Start of Material
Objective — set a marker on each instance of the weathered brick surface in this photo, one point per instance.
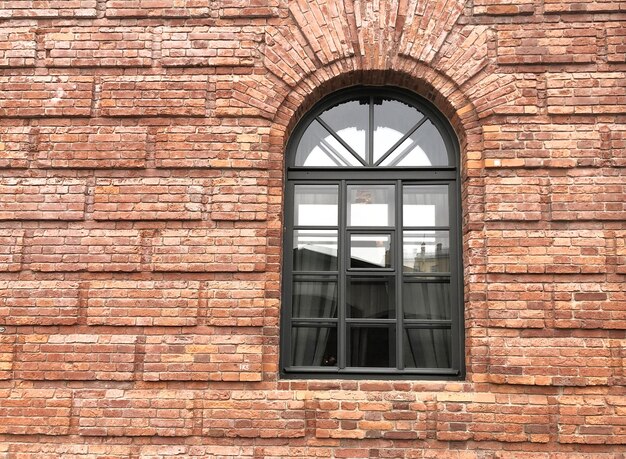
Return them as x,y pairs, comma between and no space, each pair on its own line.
37,96
42,199
91,147
154,96
18,47
209,250
39,302
134,413
74,357
210,46
14,146
145,303
542,44
98,47
215,356
148,199
142,157
47,8
78,250
35,411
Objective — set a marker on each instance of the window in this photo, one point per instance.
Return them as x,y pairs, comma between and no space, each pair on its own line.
371,282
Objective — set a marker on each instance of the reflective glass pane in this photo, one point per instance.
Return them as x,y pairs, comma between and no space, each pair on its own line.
315,250
314,299
371,346
350,121
314,346
425,205
370,251
316,205
426,252
425,147
427,348
318,148
392,119
371,205
371,298
426,300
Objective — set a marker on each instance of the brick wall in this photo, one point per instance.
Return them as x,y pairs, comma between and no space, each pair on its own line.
141,165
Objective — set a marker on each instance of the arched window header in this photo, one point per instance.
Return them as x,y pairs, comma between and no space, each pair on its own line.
373,127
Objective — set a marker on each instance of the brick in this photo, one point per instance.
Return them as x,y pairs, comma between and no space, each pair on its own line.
215,356
18,47
154,95
209,250
616,42
585,93
84,250
235,9
148,199
39,302
236,302
134,413
39,96
515,358
503,7
508,419
92,147
47,8
11,249
243,197
156,8
210,46
42,199
142,303
591,419
513,199
546,251
588,196
98,47
276,415
212,147
582,6
15,146
35,411
75,357
547,44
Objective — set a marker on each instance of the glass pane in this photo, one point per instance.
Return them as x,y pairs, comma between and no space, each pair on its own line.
314,346
315,250
426,300
426,252
371,346
392,119
425,147
316,205
371,205
371,298
315,299
425,205
427,348
370,251
350,121
318,148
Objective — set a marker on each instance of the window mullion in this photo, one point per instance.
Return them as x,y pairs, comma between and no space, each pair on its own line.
341,284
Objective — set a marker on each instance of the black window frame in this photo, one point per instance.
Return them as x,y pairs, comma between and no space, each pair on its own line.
399,176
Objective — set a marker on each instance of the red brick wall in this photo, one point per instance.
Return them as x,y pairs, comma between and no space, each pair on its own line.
141,165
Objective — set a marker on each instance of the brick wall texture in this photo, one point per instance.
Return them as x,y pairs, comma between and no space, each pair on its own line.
141,164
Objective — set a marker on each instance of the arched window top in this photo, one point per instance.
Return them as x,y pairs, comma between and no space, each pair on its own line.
371,128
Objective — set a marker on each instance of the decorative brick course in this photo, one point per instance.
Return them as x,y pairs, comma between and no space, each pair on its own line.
142,157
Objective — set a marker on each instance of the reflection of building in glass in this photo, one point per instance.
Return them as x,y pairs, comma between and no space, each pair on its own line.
437,262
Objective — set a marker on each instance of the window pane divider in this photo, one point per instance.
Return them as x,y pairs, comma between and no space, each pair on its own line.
340,140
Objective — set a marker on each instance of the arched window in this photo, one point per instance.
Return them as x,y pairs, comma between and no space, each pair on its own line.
372,262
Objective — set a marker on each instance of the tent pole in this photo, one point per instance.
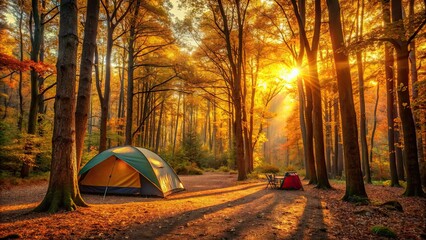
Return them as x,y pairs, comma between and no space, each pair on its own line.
109,178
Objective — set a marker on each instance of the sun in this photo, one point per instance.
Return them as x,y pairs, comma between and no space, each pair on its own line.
289,75
293,73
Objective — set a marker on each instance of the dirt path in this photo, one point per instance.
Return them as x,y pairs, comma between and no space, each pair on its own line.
213,207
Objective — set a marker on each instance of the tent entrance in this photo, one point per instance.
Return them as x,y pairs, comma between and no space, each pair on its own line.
112,173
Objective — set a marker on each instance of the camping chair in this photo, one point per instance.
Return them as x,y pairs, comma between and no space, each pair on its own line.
271,180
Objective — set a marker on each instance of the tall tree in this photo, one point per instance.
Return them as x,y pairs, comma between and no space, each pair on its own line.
312,53
113,18
85,83
414,186
63,192
130,73
362,118
390,98
354,183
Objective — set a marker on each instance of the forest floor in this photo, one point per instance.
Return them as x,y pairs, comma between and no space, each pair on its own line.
216,206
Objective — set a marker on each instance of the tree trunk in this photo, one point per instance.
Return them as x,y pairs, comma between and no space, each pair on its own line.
235,58
21,58
107,92
336,164
390,98
398,141
414,186
354,183
310,136
302,111
157,140
374,124
415,86
318,124
35,50
85,83
362,119
130,72
176,126
63,192
328,138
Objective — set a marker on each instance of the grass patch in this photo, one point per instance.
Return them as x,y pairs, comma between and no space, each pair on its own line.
383,231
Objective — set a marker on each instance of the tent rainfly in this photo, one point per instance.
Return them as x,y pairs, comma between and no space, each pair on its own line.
131,171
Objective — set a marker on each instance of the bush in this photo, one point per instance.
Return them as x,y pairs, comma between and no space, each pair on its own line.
383,231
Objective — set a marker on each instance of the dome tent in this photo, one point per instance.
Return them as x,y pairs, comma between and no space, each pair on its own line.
129,170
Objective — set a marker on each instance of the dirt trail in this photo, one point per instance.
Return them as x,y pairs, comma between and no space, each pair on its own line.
213,207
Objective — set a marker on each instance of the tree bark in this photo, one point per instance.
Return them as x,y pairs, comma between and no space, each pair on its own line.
374,124
414,186
354,183
390,99
21,58
415,86
362,119
336,164
235,58
130,73
63,192
35,50
85,83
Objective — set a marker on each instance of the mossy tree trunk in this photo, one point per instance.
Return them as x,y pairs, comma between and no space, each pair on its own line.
85,84
355,189
414,186
63,192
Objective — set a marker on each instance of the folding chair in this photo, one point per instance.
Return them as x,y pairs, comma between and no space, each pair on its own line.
272,183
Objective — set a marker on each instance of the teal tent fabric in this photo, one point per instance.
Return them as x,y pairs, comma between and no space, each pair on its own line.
148,164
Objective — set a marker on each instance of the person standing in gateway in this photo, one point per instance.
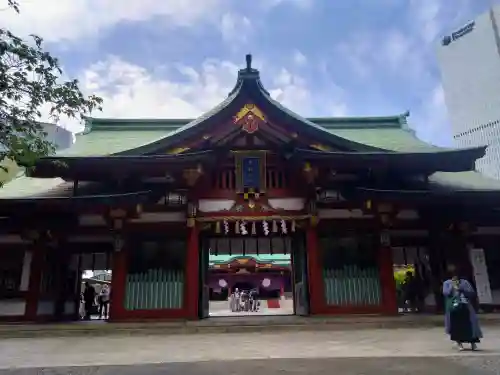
End of Material
» **Aim of the exercise**: Put every line of the records above into a numbered list, skipping any blank lines. Leave the pictures out of it.

» **Answer to this problem**:
1. Objective — set a marker on each instance of the weathered brick surface in this photo, one point per instance.
2. Return them as x,y pairs, comma between and no space, each pair on its own line.
3. 37,96
4. 42,199
5. 91,147
6. 154,96
7. 18,47
8. 209,250
9. 39,302
10. 134,413
11. 74,357
12. 210,46
13. 14,146
14. 145,303
15. 542,44
16. 98,47
17. 215,356
18. 148,199
19. 142,157
20. 47,8
21. 78,250
22. 35,411
23. Objective — set a marker on each instance of the window in this photo, one point per instance.
24. Return them as x,y pairs, comma between and no space, each pair on its own line.
25. 371,282
26. Objective — set a marker on each instance of the reflective glass pane in this photo, one point per instance.
27. Return them as x,y pairs, comma between and no space, each pair on its own line.
28. 315,250
29. 314,299
30. 371,346
31. 350,121
32. 314,346
33. 425,205
34. 370,251
35. 316,205
36. 426,252
37. 425,147
38. 427,348
39. 318,148
40. 392,119
41. 371,205
42. 371,298
43. 426,300
44. Objective — set a marker on each instance of the brick wall in this photo, one point per instance.
45. Return them as x,y pairs, comma between and no space, each pair on its own line.
46. 141,165
47. Objective — set a marker on each instance of the arched window header in this photo, one point per instance.
48. Return them as x,y pairs, comma between and no space, each pair on its own line.
49. 373,127
50. Objective — set a marker on each instance of the brick in this photo, one point per instance.
51. Return them as x,y pairs, comma between and no space, each pair on its own line.
52. 215,356
53. 18,47
54. 154,95
55. 209,250
56. 616,42
57. 585,93
58. 84,250
59. 235,9
60. 148,199
61. 39,302
62. 236,302
63. 134,413
64. 39,96
65. 515,358
66. 503,7
67. 508,419
68. 92,147
69. 47,8
70. 11,249
71. 243,197
72. 156,8
73. 210,46
74. 42,199
75. 142,303
76. 591,419
77. 513,199
78. 546,251
79. 588,196
80. 98,47
81. 276,415
82. 212,147
83. 582,6
84. 15,146
85. 35,411
86. 75,357
87. 547,44
88. Objective — set a marker on each instance of the glass pane in this photo, one point per instance.
89. Return them as x,y pairs, comma between and no space, each pair on its own line.
90. 314,346
91. 315,250
92. 426,300
93. 426,252
94. 371,346
95. 392,119
96. 425,147
97. 316,205
98. 371,205
99. 371,298
100. 315,299
101. 425,205
102. 427,348
103. 370,251
104. 350,121
105. 318,148
106. Objective — set a marker on each instance of the window mullion in this photo, one point per instance.
107. Return them as x,y pairs, comma between and no space, each pair on its own line.
108. 341,284
109. Objective — set a marker on each instance of the black window frame in this photo, one point per instance.
110. Return them as x,y pairs, comma between and no space, each pair on its own line.
111. 399,176
112. Objective — set a marker on each instance of the red brick wall in this photo, one point per instance.
113. Return them as x,y pairs, comma between and no space, each pair on its own line.
114. 141,165
115. Objective — set a marker on each instance of the brick wall texture in this photo, one point per instance.
116. Return them as x,y pairs, comma between and no space, each pair on its own line.
117. 141,164
118. Objective — set a marker on each instance of the arched window top in this photo, one point per instance.
119. Return them as x,y pairs, comma between and no space, each pair on its own line.
120. 371,128
121. Objective — set a marker on each instance of the decorative brick course in this photo, one point per instance.
122. Return them as x,y pairs, comma between and no space, each pair on its own line.
123. 142,157
124. Objective — set a marker on each instance of the reflection of building in glass in this photo, one point per instance.
125. Return them as x,y pairs, comma between and no space, each pair on its own line.
126. 437,262
127. Objective — set a marker on each instance of the window pane divider in this photo, one point per instance.
128. Return them as x,y pairs, comma between and no space, each pair on its own line.
129. 340,140
130. Objective — set a marker on each instance of the arched window in this photo, one point per instance.
131. Return them as x,y pairs, comma between and no space, each pair on its own line.
132. 372,262
133. Objective — set a marker on each instance of the tent pole in this photo, one point per instance.
134. Return them as x,y pairs, comma between and no space, each pair on its own line.
135. 109,178
136. Objective — set a marker on each instance of the sun in this photo, one point per instance.
137. Return them as x,y pairs, comma between and no space, each pair on its own line.
138. 289,75
139. 293,73
140. Objective — set a marker on each instance of the dirt path in this photo, one point per instance.
141. Return them as x,y pairs, comma between and no space, each pair on its own line.
142. 213,207
143. Objective — set a marker on each instance of the tent entrance in this photo, one point per instance.
144. Return them as x,y pairs, comma between and no space, each pair on its own line.
145. 112,173
146. Objective — set a marker on each instance of the camping chair in this photo, one point per instance.
147. Return them as x,y pairs, comma between and no space, each pair on its own line.
148. 271,180
149. Objective — set a marker on each instance of the tall tree in this photo, one point per instance.
150. Return them as x,y pairs, comma between and no space, each pair on its own line.
151. 312,53
152. 113,18
153. 85,83
154. 414,186
155. 63,192
156. 130,73
157. 362,118
158. 390,98
159. 354,183
160. Objective — set a marker on each instance of the forest floor in this photo, one point per instance.
161. Return them as x,y pairs, comma between and no space, each pair on its own line.
162. 216,206
163. Objective — set a marker on each instance of the tree trunk in this photo, one point per instance.
164. Return them as x,y pairs, comma between and no space, each pair on its own line.
165. 235,58
166. 21,58
167. 107,92
168. 336,164
169. 390,98
170. 398,141
171. 414,186
172. 354,183
173. 310,136
174. 302,111
175. 157,140
176. 374,124
177. 415,86
178. 318,124
179. 35,50
180. 85,83
181. 362,119
182. 130,72
183. 176,126
184. 63,192
185. 328,138
186. Objective — set a marker on each instance of the grass patch in this photo, one point per instance.
187. Return them as x,y pairs, comma between and no space, each pair on its own line.
188. 383,231
189. Objective — set a marker on each instance of the tent rainfly in this photo, one point per instance.
190. Return them as x,y pairs, comma between and no space, each pair on its own line.
191. 131,171
192. Objective — set a marker on each instance of the bush in this photo, one point per instance.
193. Return them as x,y pairs, comma between and no space, each pair on its own line.
194. 383,231
195. Objective — set a marker on each instance of the dome tent in this photo, one point per instance.
196. Return them as x,y pairs, comma between and no space, each pair on its own line.
197. 129,170
198. Objective — set a marker on each instance of the dirt trail in this photo, one point per instance.
199. Return them as x,y pairs, comma between and no space, each pair on its own line.
200. 213,207
201. Objective — set a marker on each instance of the tree bark in this photo, one point per instance.
202. Return them as x,y pairs, comma between and no space, each pair on its own line.
203. 374,124
204. 414,186
205. 354,183
206. 390,99
207. 21,58
208. 415,86
209. 362,119
210. 336,164
211. 235,58
212. 130,73
213. 63,192
214. 35,50
215. 85,83
216. Objective — set a marker on each instance of the mossy tree trunk in this photo, one point per instance.
217. Return them as x,y pairs, comma between and no space, each pair on its own line.
218. 85,84
219. 355,189
220. 414,186
221. 63,192
222. Objective — set a marker on each instance of the folding chair in this photo, one point per instance.
223. Return them as x,y pairs, comma between and no space, each pair on its own line.
224. 272,183
225. Objective — set a marker on each instance of the teal tent fabric in this photo, one point per instance.
226. Return them as x,y pairs, comma between and no space, each pair on its own line.
227. 148,164
228. Objective — set a marker on each instance of the person standing in gateway in this photo, one point per instance.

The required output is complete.